▶ **WORK REQUIRED**: What do the lines from the one containing "Expected output, for every instance of the marshmallow, the" through the end of the entries say? Quote them exactly, and only them.

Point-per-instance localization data
........

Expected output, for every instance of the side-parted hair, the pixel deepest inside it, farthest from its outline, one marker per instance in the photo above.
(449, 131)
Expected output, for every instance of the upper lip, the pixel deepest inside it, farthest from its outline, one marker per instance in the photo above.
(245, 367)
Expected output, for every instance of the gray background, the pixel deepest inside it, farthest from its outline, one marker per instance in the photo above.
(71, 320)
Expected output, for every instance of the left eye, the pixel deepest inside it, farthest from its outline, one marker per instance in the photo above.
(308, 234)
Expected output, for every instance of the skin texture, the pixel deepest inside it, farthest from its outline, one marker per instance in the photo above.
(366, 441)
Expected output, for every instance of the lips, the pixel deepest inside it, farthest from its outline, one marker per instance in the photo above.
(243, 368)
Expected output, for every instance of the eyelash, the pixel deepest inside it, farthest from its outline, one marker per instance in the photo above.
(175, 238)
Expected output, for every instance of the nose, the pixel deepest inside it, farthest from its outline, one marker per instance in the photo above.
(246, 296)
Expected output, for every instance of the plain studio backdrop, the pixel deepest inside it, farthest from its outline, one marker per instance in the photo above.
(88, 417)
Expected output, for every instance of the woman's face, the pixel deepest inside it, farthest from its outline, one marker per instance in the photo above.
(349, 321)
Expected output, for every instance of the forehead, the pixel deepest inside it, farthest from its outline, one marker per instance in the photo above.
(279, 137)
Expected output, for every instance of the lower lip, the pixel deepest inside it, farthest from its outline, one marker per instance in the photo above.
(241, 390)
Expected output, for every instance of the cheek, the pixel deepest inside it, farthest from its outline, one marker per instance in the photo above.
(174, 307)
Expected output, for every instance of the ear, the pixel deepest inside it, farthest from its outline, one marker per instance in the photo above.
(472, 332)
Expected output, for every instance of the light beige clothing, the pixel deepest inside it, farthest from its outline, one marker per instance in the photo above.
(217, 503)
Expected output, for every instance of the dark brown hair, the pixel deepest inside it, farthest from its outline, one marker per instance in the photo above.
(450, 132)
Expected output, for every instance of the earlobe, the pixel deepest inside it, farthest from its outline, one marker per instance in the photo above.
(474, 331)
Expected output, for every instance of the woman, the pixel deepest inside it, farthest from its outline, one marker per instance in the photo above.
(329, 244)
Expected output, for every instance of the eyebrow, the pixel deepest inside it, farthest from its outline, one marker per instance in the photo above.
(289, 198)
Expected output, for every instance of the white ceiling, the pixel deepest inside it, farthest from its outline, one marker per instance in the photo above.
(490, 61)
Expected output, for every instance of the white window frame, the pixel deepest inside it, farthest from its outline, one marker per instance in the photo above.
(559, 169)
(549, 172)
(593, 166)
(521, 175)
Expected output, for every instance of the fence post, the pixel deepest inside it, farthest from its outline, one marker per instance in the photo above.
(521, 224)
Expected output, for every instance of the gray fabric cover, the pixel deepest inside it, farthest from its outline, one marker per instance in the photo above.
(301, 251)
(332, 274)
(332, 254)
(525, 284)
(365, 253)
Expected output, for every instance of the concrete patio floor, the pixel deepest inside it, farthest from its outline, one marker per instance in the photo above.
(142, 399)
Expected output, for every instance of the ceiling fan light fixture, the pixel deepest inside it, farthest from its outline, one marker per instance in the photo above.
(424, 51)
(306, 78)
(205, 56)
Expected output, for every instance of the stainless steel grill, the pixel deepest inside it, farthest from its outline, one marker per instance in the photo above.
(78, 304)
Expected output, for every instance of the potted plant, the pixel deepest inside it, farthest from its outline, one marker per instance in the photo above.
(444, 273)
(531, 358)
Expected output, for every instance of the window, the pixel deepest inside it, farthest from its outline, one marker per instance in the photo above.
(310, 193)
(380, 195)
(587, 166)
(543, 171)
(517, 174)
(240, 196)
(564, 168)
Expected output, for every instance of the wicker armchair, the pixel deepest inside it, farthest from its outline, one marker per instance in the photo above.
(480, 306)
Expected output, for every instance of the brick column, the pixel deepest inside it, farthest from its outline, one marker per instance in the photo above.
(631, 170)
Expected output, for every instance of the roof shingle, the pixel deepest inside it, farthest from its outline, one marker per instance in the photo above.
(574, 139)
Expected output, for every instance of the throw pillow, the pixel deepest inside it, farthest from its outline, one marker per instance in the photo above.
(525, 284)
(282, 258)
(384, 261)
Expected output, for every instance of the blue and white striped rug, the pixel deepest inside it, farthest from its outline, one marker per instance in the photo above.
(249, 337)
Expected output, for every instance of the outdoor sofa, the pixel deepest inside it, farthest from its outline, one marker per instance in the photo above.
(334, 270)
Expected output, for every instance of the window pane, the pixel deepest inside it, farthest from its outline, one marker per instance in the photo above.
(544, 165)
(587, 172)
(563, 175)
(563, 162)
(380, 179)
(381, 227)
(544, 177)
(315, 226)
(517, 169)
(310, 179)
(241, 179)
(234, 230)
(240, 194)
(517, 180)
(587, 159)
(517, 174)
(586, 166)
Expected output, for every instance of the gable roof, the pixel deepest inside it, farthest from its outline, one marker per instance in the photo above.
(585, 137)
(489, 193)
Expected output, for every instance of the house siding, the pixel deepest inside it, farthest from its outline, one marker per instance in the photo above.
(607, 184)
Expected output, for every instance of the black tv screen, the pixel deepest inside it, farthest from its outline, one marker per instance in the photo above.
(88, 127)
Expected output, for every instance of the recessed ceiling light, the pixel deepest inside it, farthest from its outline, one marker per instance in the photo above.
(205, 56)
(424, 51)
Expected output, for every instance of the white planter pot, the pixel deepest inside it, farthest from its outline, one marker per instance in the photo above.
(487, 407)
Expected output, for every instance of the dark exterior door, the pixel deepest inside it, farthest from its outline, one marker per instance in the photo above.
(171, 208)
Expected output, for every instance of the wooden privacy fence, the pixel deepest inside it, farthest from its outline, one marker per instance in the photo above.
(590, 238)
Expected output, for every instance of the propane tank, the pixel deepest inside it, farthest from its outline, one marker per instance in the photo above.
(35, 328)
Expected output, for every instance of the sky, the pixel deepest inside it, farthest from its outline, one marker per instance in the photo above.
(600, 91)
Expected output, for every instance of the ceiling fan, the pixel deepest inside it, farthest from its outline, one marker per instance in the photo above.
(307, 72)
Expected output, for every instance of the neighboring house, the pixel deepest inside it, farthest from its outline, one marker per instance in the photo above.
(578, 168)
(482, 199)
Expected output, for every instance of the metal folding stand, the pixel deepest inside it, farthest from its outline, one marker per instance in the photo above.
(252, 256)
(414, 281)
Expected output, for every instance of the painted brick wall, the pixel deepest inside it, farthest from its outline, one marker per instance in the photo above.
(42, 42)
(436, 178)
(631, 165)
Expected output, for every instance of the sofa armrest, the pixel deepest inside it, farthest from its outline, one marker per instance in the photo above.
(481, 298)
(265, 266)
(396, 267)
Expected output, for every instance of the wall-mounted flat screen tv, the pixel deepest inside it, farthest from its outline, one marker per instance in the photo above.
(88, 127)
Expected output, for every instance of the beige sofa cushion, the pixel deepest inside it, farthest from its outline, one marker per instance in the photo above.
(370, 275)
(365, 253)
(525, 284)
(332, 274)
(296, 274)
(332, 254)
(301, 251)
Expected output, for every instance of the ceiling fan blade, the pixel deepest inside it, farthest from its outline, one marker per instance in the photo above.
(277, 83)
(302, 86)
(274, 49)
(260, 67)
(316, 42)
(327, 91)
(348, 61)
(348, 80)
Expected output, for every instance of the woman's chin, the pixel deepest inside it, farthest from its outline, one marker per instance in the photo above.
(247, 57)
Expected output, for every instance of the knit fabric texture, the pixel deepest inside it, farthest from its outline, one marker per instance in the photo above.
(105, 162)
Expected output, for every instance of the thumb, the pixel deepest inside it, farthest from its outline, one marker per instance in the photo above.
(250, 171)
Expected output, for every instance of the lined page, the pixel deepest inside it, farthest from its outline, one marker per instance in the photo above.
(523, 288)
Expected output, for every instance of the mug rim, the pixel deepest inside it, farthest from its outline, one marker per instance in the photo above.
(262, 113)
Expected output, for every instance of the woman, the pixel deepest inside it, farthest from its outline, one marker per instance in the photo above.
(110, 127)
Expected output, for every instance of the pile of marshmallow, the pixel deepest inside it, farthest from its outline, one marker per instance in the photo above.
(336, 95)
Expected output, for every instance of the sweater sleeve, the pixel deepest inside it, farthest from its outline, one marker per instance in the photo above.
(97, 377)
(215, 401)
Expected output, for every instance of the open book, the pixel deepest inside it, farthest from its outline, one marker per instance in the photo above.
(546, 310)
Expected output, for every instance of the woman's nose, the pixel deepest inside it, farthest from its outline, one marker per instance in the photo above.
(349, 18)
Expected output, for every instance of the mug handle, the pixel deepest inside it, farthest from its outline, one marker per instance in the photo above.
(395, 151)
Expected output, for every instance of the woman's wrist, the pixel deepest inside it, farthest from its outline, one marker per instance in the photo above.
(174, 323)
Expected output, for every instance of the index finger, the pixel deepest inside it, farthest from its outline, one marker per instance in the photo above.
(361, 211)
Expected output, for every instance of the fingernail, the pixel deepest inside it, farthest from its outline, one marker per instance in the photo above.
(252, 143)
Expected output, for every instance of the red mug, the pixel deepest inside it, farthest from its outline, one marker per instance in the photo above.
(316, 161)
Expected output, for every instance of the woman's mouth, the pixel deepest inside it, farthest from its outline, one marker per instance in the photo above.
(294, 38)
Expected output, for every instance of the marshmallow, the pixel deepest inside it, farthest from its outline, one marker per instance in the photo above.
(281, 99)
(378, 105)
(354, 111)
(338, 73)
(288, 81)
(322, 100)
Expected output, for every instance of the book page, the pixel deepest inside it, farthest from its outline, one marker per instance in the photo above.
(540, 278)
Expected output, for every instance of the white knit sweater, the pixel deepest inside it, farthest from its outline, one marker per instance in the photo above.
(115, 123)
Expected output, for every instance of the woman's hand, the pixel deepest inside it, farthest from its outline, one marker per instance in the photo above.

........

▶ **EXERCISE ANSWER**:
Expected output, for every instance of the marshmallow, the pixel deepest inside it, farthest from its outline, one marker per instance in the photo above.
(281, 99)
(378, 105)
(354, 111)
(338, 73)
(288, 81)
(322, 100)
Expected output, for every instance of the book page, the pixel deepest inside it, farthest from its outline, one marker per instance in the photo above.
(540, 278)
Expected output, for every instance of the white knit sweater, the pixel deepest inside it, farthest from its outline, one marker per instance in the photo above.
(115, 123)
Expected output, for every instance of the woman's hand, the pixel deepest inside it, farthest from its outline, one marker per instance in the photo above.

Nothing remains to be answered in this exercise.